==== Provided information

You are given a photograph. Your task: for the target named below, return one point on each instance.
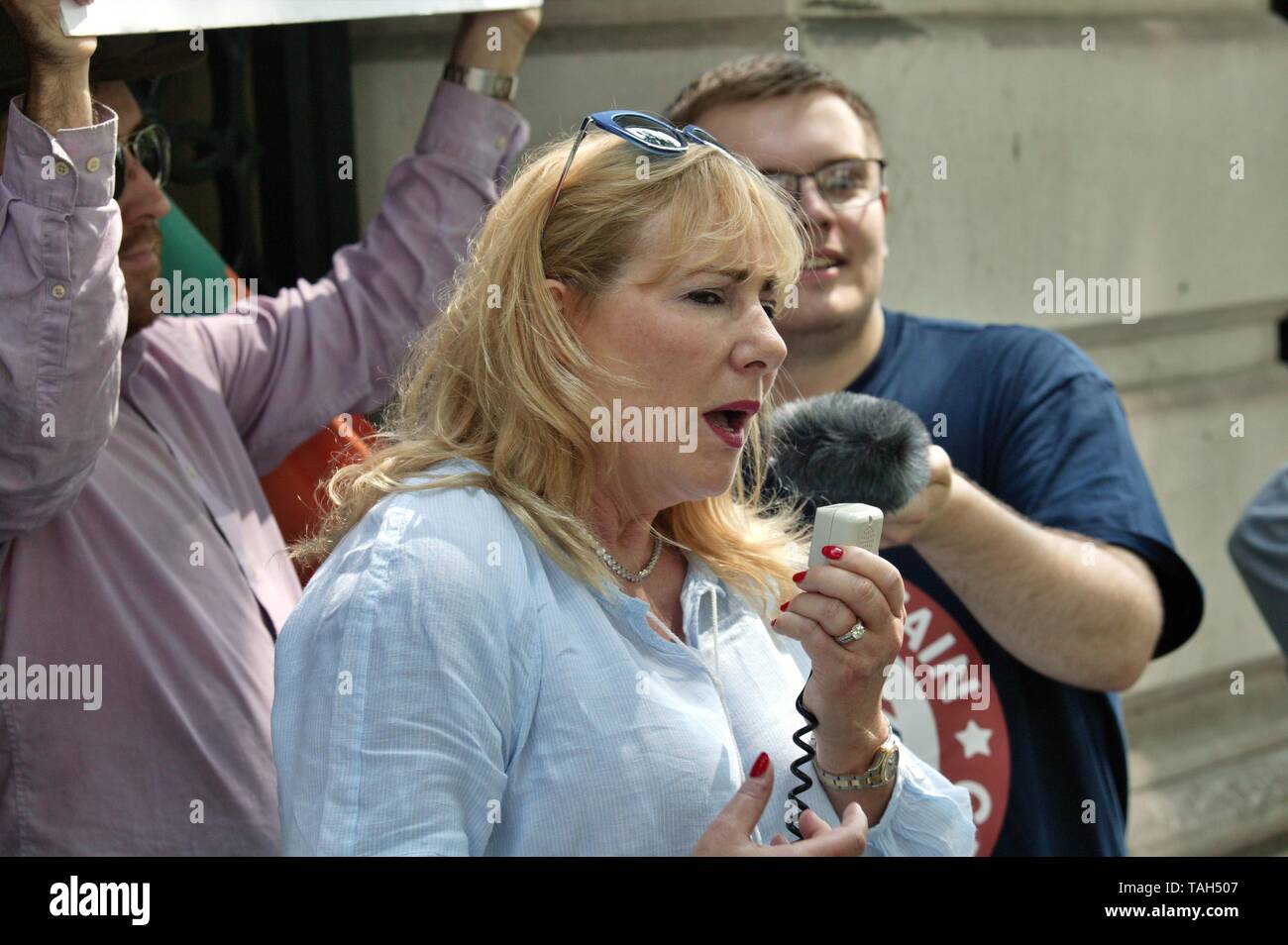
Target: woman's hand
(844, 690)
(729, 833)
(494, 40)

========
==== Provided information

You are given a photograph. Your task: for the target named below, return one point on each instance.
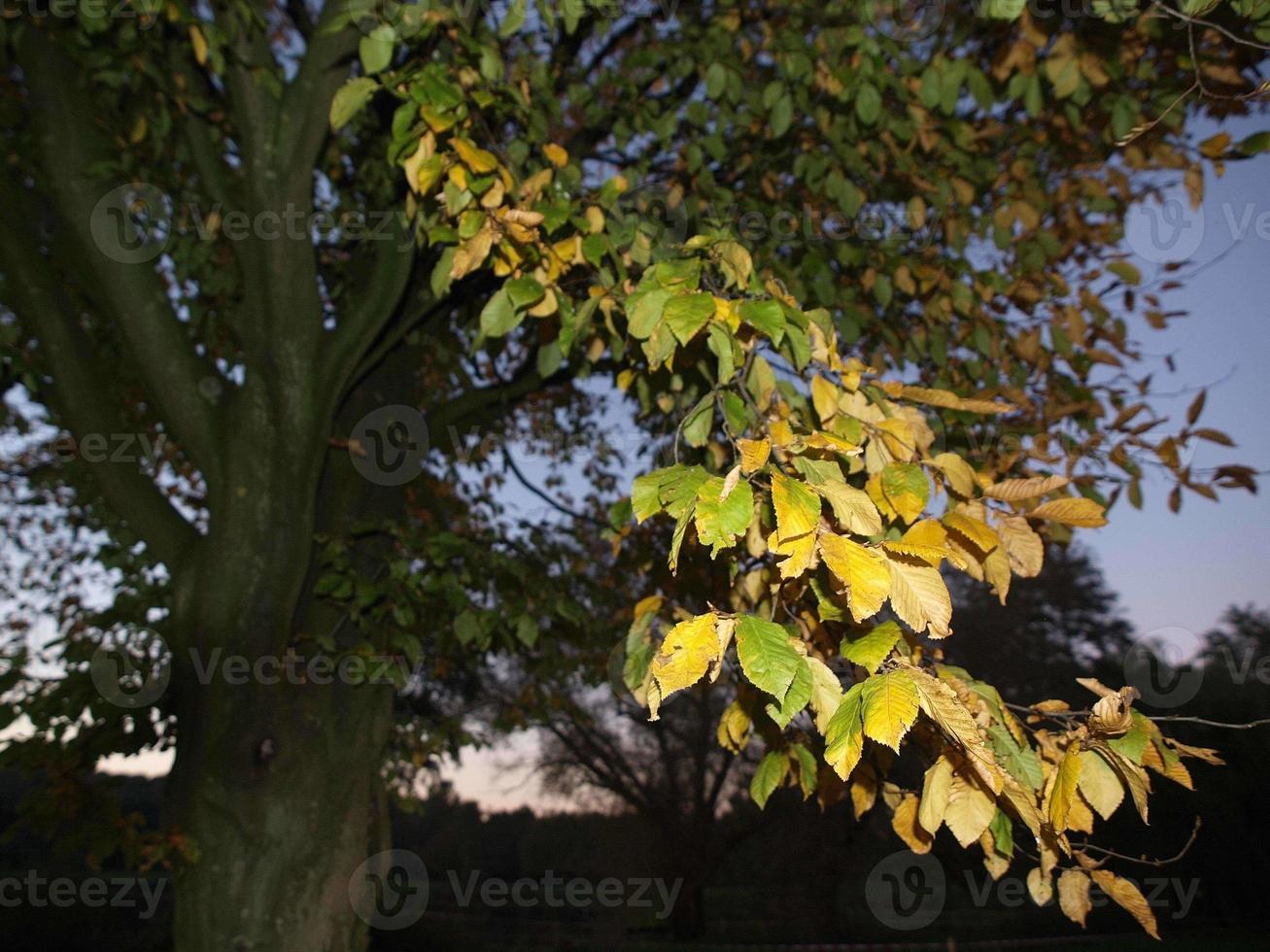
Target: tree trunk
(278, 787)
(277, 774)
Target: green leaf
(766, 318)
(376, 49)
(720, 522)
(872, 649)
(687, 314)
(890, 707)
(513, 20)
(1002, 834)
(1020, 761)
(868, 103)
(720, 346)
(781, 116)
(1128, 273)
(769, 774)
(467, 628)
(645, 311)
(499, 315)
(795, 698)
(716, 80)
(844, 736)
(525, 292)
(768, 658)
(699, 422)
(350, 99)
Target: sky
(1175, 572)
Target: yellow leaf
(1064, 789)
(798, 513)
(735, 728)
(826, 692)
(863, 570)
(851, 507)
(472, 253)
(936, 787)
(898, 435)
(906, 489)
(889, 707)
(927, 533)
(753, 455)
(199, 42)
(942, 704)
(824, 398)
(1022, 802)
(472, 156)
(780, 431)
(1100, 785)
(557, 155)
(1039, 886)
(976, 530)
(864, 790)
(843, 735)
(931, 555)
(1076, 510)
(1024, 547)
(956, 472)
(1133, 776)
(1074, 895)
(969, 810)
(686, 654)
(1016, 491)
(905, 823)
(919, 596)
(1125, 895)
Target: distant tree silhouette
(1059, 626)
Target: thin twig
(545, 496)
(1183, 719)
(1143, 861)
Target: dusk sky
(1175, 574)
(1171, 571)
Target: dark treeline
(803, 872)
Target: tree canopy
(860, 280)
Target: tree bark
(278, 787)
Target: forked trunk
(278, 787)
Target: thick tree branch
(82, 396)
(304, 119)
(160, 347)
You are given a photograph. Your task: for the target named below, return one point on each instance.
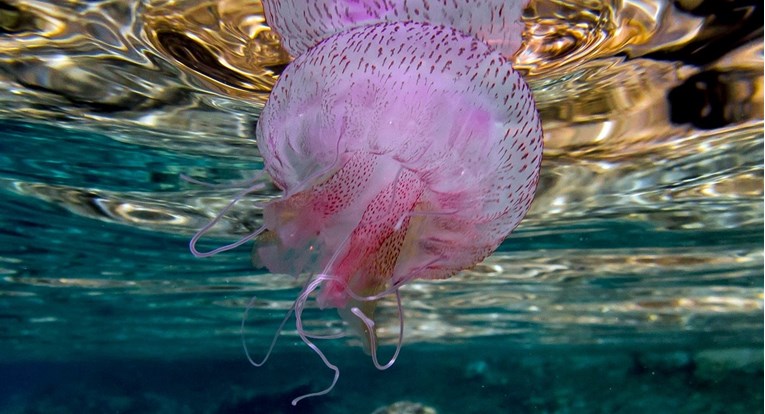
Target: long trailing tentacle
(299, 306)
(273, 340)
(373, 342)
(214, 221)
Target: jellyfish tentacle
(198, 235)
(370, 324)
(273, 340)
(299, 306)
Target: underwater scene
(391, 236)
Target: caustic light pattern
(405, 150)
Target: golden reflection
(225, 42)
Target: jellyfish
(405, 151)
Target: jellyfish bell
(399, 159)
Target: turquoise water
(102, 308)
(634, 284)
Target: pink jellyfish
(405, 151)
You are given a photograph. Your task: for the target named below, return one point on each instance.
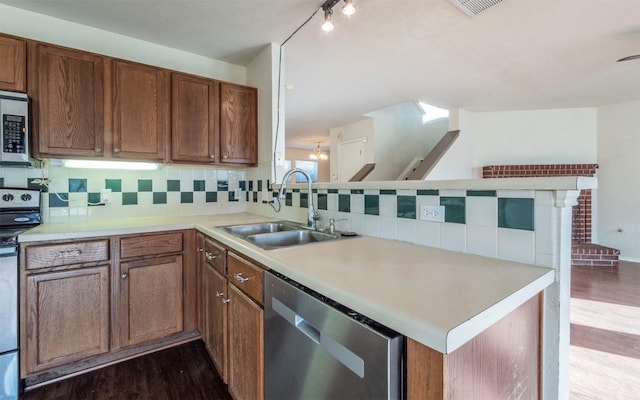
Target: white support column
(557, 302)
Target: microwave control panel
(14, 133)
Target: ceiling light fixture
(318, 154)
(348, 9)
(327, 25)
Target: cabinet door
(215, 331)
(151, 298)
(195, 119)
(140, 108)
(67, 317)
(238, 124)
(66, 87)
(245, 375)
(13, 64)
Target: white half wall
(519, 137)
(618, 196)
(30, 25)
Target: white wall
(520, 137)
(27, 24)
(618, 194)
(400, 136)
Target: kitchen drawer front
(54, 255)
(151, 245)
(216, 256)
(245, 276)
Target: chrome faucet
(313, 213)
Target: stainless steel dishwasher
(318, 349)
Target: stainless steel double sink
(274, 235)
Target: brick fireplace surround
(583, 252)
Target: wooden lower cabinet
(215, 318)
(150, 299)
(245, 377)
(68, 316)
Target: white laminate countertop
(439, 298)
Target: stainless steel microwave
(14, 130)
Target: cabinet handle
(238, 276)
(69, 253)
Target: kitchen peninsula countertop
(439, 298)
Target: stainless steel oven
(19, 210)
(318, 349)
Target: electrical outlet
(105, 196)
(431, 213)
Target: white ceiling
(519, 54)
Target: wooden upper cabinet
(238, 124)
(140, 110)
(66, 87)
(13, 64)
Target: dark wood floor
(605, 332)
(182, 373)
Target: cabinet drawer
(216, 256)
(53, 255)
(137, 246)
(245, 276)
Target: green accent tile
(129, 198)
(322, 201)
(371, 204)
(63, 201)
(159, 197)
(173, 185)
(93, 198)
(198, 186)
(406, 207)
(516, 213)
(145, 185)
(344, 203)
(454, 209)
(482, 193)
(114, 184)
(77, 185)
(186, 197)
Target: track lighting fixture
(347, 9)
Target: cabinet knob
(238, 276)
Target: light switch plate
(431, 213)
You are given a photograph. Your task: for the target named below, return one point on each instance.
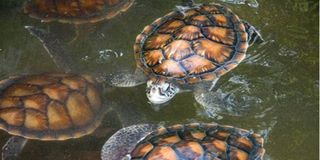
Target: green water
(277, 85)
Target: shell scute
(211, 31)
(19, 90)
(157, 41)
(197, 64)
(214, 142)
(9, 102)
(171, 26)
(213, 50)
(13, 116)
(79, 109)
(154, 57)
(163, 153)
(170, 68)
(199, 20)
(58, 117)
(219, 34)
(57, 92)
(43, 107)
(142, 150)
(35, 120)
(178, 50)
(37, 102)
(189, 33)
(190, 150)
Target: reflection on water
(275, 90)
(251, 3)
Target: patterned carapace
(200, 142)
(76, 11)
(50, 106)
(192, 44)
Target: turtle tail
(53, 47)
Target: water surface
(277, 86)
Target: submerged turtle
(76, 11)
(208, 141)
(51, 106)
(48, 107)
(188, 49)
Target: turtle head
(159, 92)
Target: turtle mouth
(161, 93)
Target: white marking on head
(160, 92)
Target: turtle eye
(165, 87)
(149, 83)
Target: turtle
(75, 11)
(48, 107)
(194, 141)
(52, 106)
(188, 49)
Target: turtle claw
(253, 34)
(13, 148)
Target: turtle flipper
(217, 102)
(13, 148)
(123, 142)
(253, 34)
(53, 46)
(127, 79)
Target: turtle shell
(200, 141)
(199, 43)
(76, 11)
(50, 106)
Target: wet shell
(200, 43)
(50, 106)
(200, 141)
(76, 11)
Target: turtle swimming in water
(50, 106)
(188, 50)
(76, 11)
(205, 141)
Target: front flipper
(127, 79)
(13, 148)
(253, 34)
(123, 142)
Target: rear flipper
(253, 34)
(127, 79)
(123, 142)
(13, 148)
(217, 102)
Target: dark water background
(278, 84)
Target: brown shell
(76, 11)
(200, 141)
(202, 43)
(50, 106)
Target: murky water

========

* Try it
Please transcribe exactly the lines above from the line that has "Target: turtle mouth" up to and including the line that has "Target: murky water"; no other line belongs in the answer.

* Written solution
Target: turtle mouth
(161, 93)
Target: white marking on head
(160, 92)
Target: turtle eye
(165, 87)
(149, 83)
Target: turtle
(75, 11)
(48, 107)
(194, 141)
(52, 106)
(188, 49)
Target: turtle claw
(253, 34)
(13, 148)
Target: turtle flipper
(217, 102)
(13, 148)
(123, 142)
(253, 34)
(53, 46)
(127, 79)
Target: turtle shell
(200, 141)
(199, 43)
(76, 11)
(50, 106)
Target: wet shell
(200, 43)
(50, 106)
(200, 141)
(76, 11)
Target: turtle swimming in water
(50, 106)
(188, 50)
(76, 11)
(205, 141)
Target: front flipper
(127, 79)
(13, 148)
(253, 34)
(123, 142)
Target: rear flipper
(253, 34)
(127, 79)
(123, 142)
(13, 148)
(217, 102)
Target: dark water background
(278, 84)
Target: brown shell
(76, 11)
(200, 141)
(202, 43)
(50, 106)
Target: murky water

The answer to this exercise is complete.